→ What you are asked to do
Nothing may be left out or changed. Print every entry.

→ Data records
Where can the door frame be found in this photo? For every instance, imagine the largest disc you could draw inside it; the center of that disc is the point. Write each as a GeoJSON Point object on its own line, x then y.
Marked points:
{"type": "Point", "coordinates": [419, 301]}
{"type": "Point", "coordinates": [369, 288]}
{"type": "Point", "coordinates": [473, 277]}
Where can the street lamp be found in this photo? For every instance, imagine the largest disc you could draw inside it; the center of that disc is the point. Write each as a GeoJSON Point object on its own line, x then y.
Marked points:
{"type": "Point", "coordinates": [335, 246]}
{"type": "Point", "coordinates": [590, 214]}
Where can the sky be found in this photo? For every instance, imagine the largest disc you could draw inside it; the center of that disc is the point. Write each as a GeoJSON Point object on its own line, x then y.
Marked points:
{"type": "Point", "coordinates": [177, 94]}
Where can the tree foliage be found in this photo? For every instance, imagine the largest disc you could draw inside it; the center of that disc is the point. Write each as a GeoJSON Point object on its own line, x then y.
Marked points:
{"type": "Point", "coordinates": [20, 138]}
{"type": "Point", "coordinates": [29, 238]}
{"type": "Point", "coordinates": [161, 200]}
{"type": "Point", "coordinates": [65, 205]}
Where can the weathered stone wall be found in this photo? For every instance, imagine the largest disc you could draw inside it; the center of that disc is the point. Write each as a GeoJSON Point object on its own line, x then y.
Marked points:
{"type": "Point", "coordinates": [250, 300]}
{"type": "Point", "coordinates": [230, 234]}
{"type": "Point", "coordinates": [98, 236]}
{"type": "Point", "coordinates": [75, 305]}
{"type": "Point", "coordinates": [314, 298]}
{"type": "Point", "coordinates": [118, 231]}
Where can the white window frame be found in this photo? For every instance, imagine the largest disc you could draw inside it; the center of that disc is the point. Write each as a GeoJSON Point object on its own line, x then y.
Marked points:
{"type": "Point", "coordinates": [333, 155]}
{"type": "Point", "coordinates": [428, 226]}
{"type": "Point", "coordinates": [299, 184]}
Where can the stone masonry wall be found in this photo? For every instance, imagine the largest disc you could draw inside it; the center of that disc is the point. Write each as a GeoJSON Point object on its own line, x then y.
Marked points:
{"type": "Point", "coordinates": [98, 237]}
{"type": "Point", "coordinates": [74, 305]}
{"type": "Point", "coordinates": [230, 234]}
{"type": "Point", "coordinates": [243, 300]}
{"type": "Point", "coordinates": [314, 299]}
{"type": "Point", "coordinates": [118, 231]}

→ Response area
Where can the door frame be found in this photo? For every instance, imagine the largest disc you could draw inside it; the center of that disc is the point. Write each as a GeoJSON Point object on its own line, x then y.
Marked points:
{"type": "Point", "coordinates": [419, 301]}
{"type": "Point", "coordinates": [369, 288]}
{"type": "Point", "coordinates": [473, 277]}
Where can the street lamp be found in this photo? For every instance, imagine the largest disc you could draw inside it; the center of that disc is the point. Write each as a GeoJSON Point object on its own line, x then y.
Marked points:
{"type": "Point", "coordinates": [335, 246]}
{"type": "Point", "coordinates": [590, 214]}
Where can the sky be found in this photo? For every instance, imagine the largest disc you could draw inside it; the center of that disc is the point. Write each as a GeoJSON Point object on its own line, x then y.
Marked points:
{"type": "Point", "coordinates": [177, 94]}
Where can the tree foliage be found in this photo? For every instance, imagine the largest disc you could draw inside it; the center of that disc is the point. Write each as a GeoJSON Point object on its own line, x then y.
Marked points:
{"type": "Point", "coordinates": [20, 138]}
{"type": "Point", "coordinates": [29, 238]}
{"type": "Point", "coordinates": [161, 200]}
{"type": "Point", "coordinates": [65, 205]}
Where can the weathered stone wall be found in this photo? For every instance, imagine the largest disc you could draw inside it; the center of that disc is the point. Write each as a GeoJSON Point object on its own line, x then y.
Marked points:
{"type": "Point", "coordinates": [250, 300]}
{"type": "Point", "coordinates": [230, 234]}
{"type": "Point", "coordinates": [98, 236]}
{"type": "Point", "coordinates": [75, 305]}
{"type": "Point", "coordinates": [314, 298]}
{"type": "Point", "coordinates": [118, 231]}
Where can the white window frame be found in this photo? For every instance, imagine the largest disc you could draw inside it; the center of that disc is the point. Write each as a GeoJSON Point object on its own line, x then y.
Marked points:
{"type": "Point", "coordinates": [333, 155]}
{"type": "Point", "coordinates": [428, 226]}
{"type": "Point", "coordinates": [299, 184]}
Where can the stone masonry wall be found in this photo? For every instance, imagine the largest disc you could draw inside it; the center of that disc is the point. Write each as a GeoJSON Point object on its own line, x then y.
Marked points:
{"type": "Point", "coordinates": [98, 237]}
{"type": "Point", "coordinates": [74, 305]}
{"type": "Point", "coordinates": [230, 234]}
{"type": "Point", "coordinates": [243, 300]}
{"type": "Point", "coordinates": [314, 299]}
{"type": "Point", "coordinates": [118, 231]}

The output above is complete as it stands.